In the study notes on SVD and MapReduce below, what three parts does SVD decompose a rectangular matrix into?

_Supplied text:_
========================================
So, I thought I'll dedicate a post for the stuff that I get to explore here at the University. Also, include the topic/tasks that I am exploring at work - to have an idea about how the topics get translated to real-world use cases.
SVD - Singular Value Decomposition -
SVD - Singular Value Decomposition -
- From what I have understood, this lets me decompose the rectangular matrix into 3 parts - left and right orthogonal matrices and a diagonal matrix.
- A use case for this was, in the Information Retrieval area, where I had like a sparse matrix - terms Vs document ..so like each document was represented by a vector of 1s and 0s, where a 1 implied the term is present in the document, 0 otherwise.
- I can give this matrix to the SVD function, that spits out 3 very VERY useful matrices-
- terms Vs topics
- topics Vs topics
- topics Vs documents
- So the topics are like categories to which the text belongs to, (Sports, Food etc),
- By mapping each of those terms to a set of categories and in turn using those categories to decide like the genre of the document is pretty cool.
- This can help me in retrieving documents better for a given query - by considering the context. There are ready-made functions for performing SVD, just have to str the data properly to feed it in.
- This is pretty cool especially if one is building some in-house information retrieval system for an organisation.
Map Reduce paradigm -
- Framework for distributed data processing.
- Damn cool technique iff, I can frame my problem as an MR task.
- In simple terms, there is a Mapper - (Sort and Shuffle) - and Reducer nodes that do-
- Mapper - Emits out Data tuples grouped by a key.
- Reducer - Gets the Key grouped list of data tuples and performs some kind of aggregation. (count, sum, max, avg...)
- One use case that I can think of is, lets say if I have several 1000s of docs spread across nodes in a network and I want to bring all the docs of each class in separate nodes, count # of docs in each class, perform some kind of textual analysis (relevance/priority), the Map task can like emit (category_id, <docId, content> ) and reducer will receive a list of (category_id, [<docId, content>,<docId, content>,<>....]) that can then aggregate all the tuples in the above list that belongs to a given category.
========================================
_Entries provided:_
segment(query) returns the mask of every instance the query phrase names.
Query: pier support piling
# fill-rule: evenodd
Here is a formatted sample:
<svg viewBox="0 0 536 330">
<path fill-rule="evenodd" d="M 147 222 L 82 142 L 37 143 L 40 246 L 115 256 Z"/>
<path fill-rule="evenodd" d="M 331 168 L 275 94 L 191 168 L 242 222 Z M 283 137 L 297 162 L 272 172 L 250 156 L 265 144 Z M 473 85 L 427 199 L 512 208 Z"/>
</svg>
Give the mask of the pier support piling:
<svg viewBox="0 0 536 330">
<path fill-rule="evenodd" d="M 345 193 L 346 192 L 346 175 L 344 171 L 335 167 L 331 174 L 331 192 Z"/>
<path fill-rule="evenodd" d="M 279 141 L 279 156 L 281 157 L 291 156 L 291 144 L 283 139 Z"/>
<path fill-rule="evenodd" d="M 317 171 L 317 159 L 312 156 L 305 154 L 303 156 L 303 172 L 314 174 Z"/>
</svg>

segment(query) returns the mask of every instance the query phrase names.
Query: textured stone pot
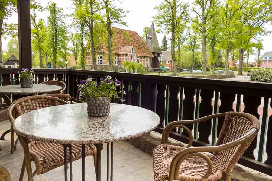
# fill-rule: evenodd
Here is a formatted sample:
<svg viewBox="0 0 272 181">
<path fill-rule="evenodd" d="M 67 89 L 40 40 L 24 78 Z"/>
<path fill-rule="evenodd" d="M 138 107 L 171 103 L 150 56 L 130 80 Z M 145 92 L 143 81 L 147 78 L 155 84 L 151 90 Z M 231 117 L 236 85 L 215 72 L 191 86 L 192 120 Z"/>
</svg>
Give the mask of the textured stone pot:
<svg viewBox="0 0 272 181">
<path fill-rule="evenodd" d="M 32 78 L 20 78 L 20 85 L 22 88 L 31 88 L 33 87 L 33 80 Z"/>
<path fill-rule="evenodd" d="M 108 97 L 87 98 L 88 115 L 96 117 L 107 116 L 109 114 L 111 103 Z"/>
</svg>

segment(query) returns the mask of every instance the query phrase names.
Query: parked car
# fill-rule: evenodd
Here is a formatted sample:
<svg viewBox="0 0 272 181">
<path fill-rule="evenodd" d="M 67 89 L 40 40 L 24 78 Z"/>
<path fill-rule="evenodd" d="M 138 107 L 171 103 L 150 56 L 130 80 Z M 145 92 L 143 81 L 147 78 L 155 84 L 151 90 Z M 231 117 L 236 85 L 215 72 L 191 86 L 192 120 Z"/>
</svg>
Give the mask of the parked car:
<svg viewBox="0 0 272 181">
<path fill-rule="evenodd" d="M 193 71 L 193 73 L 202 73 L 202 71 L 200 70 L 194 70 Z"/>
<path fill-rule="evenodd" d="M 217 71 L 217 73 L 218 74 L 222 74 L 224 73 L 223 70 L 219 70 Z"/>
</svg>

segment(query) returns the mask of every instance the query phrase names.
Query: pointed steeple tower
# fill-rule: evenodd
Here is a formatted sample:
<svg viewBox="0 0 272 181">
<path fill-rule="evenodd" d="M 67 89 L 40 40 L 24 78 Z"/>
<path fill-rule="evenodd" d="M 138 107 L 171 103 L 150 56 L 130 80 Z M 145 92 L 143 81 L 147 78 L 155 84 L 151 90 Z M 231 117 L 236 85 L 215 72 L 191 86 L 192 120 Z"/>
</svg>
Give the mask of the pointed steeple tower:
<svg viewBox="0 0 272 181">
<path fill-rule="evenodd" d="M 154 24 L 152 23 L 148 34 L 147 35 L 147 38 L 146 39 L 145 43 L 151 50 L 152 53 L 161 53 L 160 48 L 159 45 L 158 39 L 156 35 L 156 32 Z"/>
</svg>

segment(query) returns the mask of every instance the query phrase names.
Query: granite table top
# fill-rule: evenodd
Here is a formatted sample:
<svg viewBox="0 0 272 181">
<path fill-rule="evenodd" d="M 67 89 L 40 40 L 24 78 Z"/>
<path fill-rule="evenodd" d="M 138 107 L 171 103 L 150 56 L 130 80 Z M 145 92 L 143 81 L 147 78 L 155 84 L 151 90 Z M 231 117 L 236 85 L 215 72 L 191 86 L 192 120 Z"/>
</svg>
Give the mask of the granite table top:
<svg viewBox="0 0 272 181">
<path fill-rule="evenodd" d="M 51 85 L 35 84 L 31 88 L 22 88 L 20 85 L 11 85 L 0 86 L 0 93 L 13 94 L 24 94 L 43 93 L 60 91 L 60 86 Z"/>
<path fill-rule="evenodd" d="M 15 121 L 19 135 L 42 141 L 86 144 L 128 139 L 147 134 L 160 119 L 155 113 L 135 106 L 111 104 L 106 117 L 90 117 L 87 103 L 57 106 L 23 114 Z"/>
</svg>

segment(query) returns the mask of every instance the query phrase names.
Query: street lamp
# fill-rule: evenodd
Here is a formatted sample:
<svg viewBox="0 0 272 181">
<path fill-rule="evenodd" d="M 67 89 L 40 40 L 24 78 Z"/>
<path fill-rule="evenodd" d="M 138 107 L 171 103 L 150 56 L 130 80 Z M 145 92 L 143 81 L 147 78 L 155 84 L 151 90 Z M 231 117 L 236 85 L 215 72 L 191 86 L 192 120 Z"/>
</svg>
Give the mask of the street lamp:
<svg viewBox="0 0 272 181">
<path fill-rule="evenodd" d="M 68 61 L 66 60 L 65 61 L 65 69 L 67 69 L 67 64 L 68 64 Z"/>
<path fill-rule="evenodd" d="M 160 62 L 162 60 L 162 57 L 161 56 L 159 57 L 159 75 L 160 75 Z"/>
</svg>

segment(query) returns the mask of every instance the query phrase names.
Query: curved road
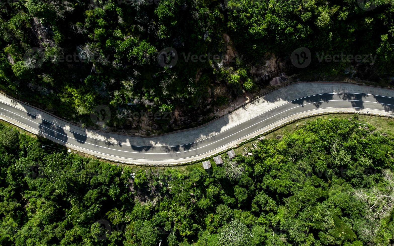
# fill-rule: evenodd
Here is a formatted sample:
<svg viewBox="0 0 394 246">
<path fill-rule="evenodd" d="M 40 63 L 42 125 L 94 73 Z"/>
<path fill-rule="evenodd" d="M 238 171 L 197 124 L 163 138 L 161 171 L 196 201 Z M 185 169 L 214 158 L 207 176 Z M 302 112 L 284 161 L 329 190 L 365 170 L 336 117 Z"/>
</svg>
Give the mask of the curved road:
<svg viewBox="0 0 394 246">
<path fill-rule="evenodd" d="M 152 137 L 82 128 L 0 96 L 0 118 L 31 132 L 100 158 L 155 165 L 198 160 L 299 117 L 340 111 L 394 116 L 394 90 L 342 83 L 295 83 L 201 127 Z"/>
</svg>

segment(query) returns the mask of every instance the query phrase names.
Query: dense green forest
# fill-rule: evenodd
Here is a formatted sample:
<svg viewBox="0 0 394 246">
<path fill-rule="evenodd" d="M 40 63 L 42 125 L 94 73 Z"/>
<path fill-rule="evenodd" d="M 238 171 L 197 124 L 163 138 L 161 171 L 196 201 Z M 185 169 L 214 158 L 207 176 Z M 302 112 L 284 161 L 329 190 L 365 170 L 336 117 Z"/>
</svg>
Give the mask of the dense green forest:
<svg viewBox="0 0 394 246">
<path fill-rule="evenodd" d="M 208 171 L 117 166 L 0 125 L 0 244 L 392 244 L 394 135 L 358 117 L 303 122 Z"/>
<path fill-rule="evenodd" d="M 112 129 L 170 131 L 275 78 L 389 82 L 392 1 L 365 2 L 2 0 L 0 90 L 88 126 L 104 105 Z M 291 54 L 304 47 L 312 60 L 299 68 Z M 177 61 L 163 66 L 169 47 Z"/>
</svg>

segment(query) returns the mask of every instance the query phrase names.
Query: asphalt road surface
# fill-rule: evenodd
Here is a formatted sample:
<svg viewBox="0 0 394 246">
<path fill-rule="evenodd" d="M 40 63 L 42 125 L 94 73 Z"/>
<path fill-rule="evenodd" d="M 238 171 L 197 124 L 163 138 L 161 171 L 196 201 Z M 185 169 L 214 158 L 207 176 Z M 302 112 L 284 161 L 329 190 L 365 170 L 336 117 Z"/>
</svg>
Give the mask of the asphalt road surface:
<svg viewBox="0 0 394 246">
<path fill-rule="evenodd" d="M 26 108 L 19 109 L 13 104 L 1 102 L 0 113 L 5 120 L 18 126 L 28 130 L 32 128 L 39 135 L 58 143 L 102 158 L 130 163 L 160 164 L 162 161 L 163 164 L 169 164 L 206 157 L 208 153 L 217 153 L 223 150 L 224 146 L 238 143 L 246 136 L 256 135 L 259 130 L 267 126 L 276 126 L 284 119 L 291 119 L 292 116 L 300 113 L 307 115 L 317 109 L 324 109 L 328 112 L 346 108 L 351 111 L 369 112 L 370 109 L 392 115 L 394 98 L 368 93 L 331 93 L 308 96 L 281 104 L 229 128 L 218 131 L 212 135 L 195 141 L 190 140 L 189 136 L 184 142 L 182 140 L 182 136 L 188 134 L 188 130 L 149 138 L 108 133 L 112 140 L 99 139 L 84 134 L 83 129 L 71 130 L 67 127 L 69 123 L 62 122 L 59 119 L 54 120 L 52 117 L 46 117 L 46 114 L 37 114 L 25 106 Z M 73 126 L 72 128 L 79 127 Z M 101 134 L 99 131 L 97 133 Z M 182 143 L 171 145 L 171 139 L 175 139 Z"/>
</svg>

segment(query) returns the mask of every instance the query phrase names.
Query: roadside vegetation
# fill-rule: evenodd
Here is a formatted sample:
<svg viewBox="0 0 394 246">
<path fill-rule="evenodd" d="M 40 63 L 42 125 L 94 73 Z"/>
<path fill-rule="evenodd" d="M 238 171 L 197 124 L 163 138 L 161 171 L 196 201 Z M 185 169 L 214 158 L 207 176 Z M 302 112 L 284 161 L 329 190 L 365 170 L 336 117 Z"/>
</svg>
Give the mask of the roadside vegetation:
<svg viewBox="0 0 394 246">
<path fill-rule="evenodd" d="M 299 122 L 208 170 L 117 166 L 1 124 L 0 244 L 392 244 L 394 121 L 359 117 Z"/>
<path fill-rule="evenodd" d="M 101 127 L 89 115 L 104 105 L 107 129 L 147 134 L 201 124 L 274 78 L 389 85 L 392 3 L 4 0 L 0 89 L 88 126 Z M 163 67 L 156 56 L 171 47 L 177 62 Z M 300 69 L 290 58 L 303 47 L 313 60 Z M 368 59 L 330 62 L 327 55 Z M 201 55 L 208 58 L 192 58 Z M 141 116 L 148 112 L 173 117 Z"/>
</svg>

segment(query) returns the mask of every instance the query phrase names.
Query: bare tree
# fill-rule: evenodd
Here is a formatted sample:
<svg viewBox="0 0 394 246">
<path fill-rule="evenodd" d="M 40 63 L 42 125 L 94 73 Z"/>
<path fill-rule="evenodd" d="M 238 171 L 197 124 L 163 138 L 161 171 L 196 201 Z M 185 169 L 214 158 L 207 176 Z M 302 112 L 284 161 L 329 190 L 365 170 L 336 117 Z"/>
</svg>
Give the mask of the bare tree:
<svg viewBox="0 0 394 246">
<path fill-rule="evenodd" d="M 232 179 L 238 179 L 243 173 L 243 167 L 235 160 L 226 159 L 223 166 L 226 169 L 226 176 Z"/>
<path fill-rule="evenodd" d="M 365 203 L 368 224 L 362 234 L 371 241 L 380 228 L 381 220 L 389 216 L 394 208 L 394 175 L 388 170 L 383 170 L 382 173 L 387 185 L 384 189 L 361 189 L 353 192 L 356 198 Z"/>
</svg>

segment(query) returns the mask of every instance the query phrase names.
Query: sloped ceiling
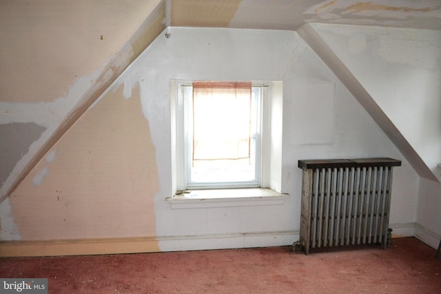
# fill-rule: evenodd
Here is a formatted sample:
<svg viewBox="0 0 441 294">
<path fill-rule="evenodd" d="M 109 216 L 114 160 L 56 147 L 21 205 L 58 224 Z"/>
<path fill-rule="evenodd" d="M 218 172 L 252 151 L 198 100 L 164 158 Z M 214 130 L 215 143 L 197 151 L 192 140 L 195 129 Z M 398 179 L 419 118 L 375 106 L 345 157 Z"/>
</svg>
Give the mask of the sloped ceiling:
<svg viewBox="0 0 441 294">
<path fill-rule="evenodd" d="M 308 23 L 441 30 L 441 1 L 0 1 L 0 200 L 167 26 Z"/>
</svg>

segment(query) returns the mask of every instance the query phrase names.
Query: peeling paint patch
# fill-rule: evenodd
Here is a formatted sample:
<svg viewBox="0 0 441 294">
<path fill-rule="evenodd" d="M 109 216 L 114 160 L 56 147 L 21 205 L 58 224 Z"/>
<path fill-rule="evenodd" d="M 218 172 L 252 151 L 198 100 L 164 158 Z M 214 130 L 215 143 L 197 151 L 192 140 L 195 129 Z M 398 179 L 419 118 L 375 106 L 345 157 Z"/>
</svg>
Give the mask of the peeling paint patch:
<svg viewBox="0 0 441 294">
<path fill-rule="evenodd" d="M 321 6 L 320 8 L 316 9 L 316 12 L 318 13 L 319 10 L 322 10 L 323 9 L 327 8 L 328 7 L 335 4 L 336 2 L 337 2 L 337 0 L 334 0 L 334 1 L 331 1 L 331 2 L 325 3 L 325 4 Z"/>
<path fill-rule="evenodd" d="M 28 154 L 31 144 L 45 129 L 34 123 L 0 124 L 0 185 L 5 182 L 14 167 Z"/>
<path fill-rule="evenodd" d="M 32 179 L 32 184 L 36 186 L 39 186 L 43 183 L 43 180 L 49 174 L 49 169 L 48 167 L 44 167 L 39 173 L 35 175 L 34 178 Z"/>
<path fill-rule="evenodd" d="M 124 81 L 124 90 L 123 91 L 123 96 L 126 99 L 132 97 L 132 81 L 127 79 Z"/>
<path fill-rule="evenodd" d="M 373 10 L 373 11 L 394 11 L 394 12 L 428 12 L 433 10 L 433 8 L 412 8 L 410 7 L 398 7 L 398 6 L 388 6 L 382 4 L 375 4 L 372 2 L 358 2 L 356 4 L 353 4 L 347 8 L 347 13 L 360 13 L 362 11 Z"/>
<path fill-rule="evenodd" d="M 9 198 L 0 203 L 0 240 L 21 240 L 14 220 Z"/>
</svg>

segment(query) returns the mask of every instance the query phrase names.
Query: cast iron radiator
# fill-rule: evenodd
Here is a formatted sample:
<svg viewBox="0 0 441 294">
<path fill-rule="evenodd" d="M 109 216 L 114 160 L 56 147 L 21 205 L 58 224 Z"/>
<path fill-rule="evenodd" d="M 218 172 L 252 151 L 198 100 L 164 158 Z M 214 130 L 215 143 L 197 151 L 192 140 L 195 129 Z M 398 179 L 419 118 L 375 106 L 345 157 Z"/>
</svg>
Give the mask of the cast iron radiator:
<svg viewBox="0 0 441 294">
<path fill-rule="evenodd" d="M 386 249 L 392 158 L 298 160 L 302 169 L 300 240 L 293 250 L 380 243 Z"/>
</svg>

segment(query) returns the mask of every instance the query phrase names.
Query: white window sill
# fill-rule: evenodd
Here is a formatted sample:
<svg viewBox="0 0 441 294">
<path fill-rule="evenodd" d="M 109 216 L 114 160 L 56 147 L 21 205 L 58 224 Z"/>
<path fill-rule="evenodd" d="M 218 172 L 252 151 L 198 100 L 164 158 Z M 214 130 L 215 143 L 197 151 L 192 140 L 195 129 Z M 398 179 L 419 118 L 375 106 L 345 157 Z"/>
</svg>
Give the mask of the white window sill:
<svg viewBox="0 0 441 294">
<path fill-rule="evenodd" d="M 281 205 L 289 197 L 270 189 L 193 190 L 165 199 L 172 209 Z"/>
</svg>

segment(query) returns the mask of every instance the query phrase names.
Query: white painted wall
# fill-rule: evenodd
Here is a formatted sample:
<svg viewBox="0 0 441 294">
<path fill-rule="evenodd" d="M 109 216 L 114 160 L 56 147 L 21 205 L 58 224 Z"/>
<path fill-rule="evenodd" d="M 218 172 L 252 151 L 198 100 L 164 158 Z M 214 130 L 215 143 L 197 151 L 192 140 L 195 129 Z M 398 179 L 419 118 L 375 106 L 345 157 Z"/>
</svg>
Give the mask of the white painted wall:
<svg viewBox="0 0 441 294">
<path fill-rule="evenodd" d="M 441 180 L 441 32 L 311 25 Z"/>
<path fill-rule="evenodd" d="M 441 180 L 441 32 L 312 25 Z M 416 235 L 433 247 L 440 186 L 419 181 Z"/>
<path fill-rule="evenodd" d="M 413 235 L 417 174 L 297 33 L 181 28 L 167 32 L 170 38 L 164 32 L 116 82 L 116 86 L 139 83 L 141 87 L 142 111 L 156 150 L 160 182 L 155 214 L 161 250 L 287 245 L 296 241 L 301 189 L 297 164 L 307 158 L 387 156 L 403 160 L 395 170 L 390 222 L 392 227 L 401 227 L 397 233 Z M 280 185 L 290 198 L 277 205 L 172 209 L 165 198 L 173 193 L 173 79 L 283 82 Z"/>
</svg>

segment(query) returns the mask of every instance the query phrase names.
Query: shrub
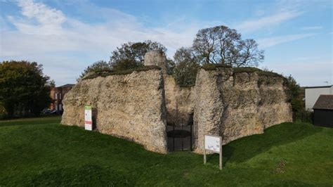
========================================
_Written answer:_
Left and right orthogonal matrices and a diagonal matrix.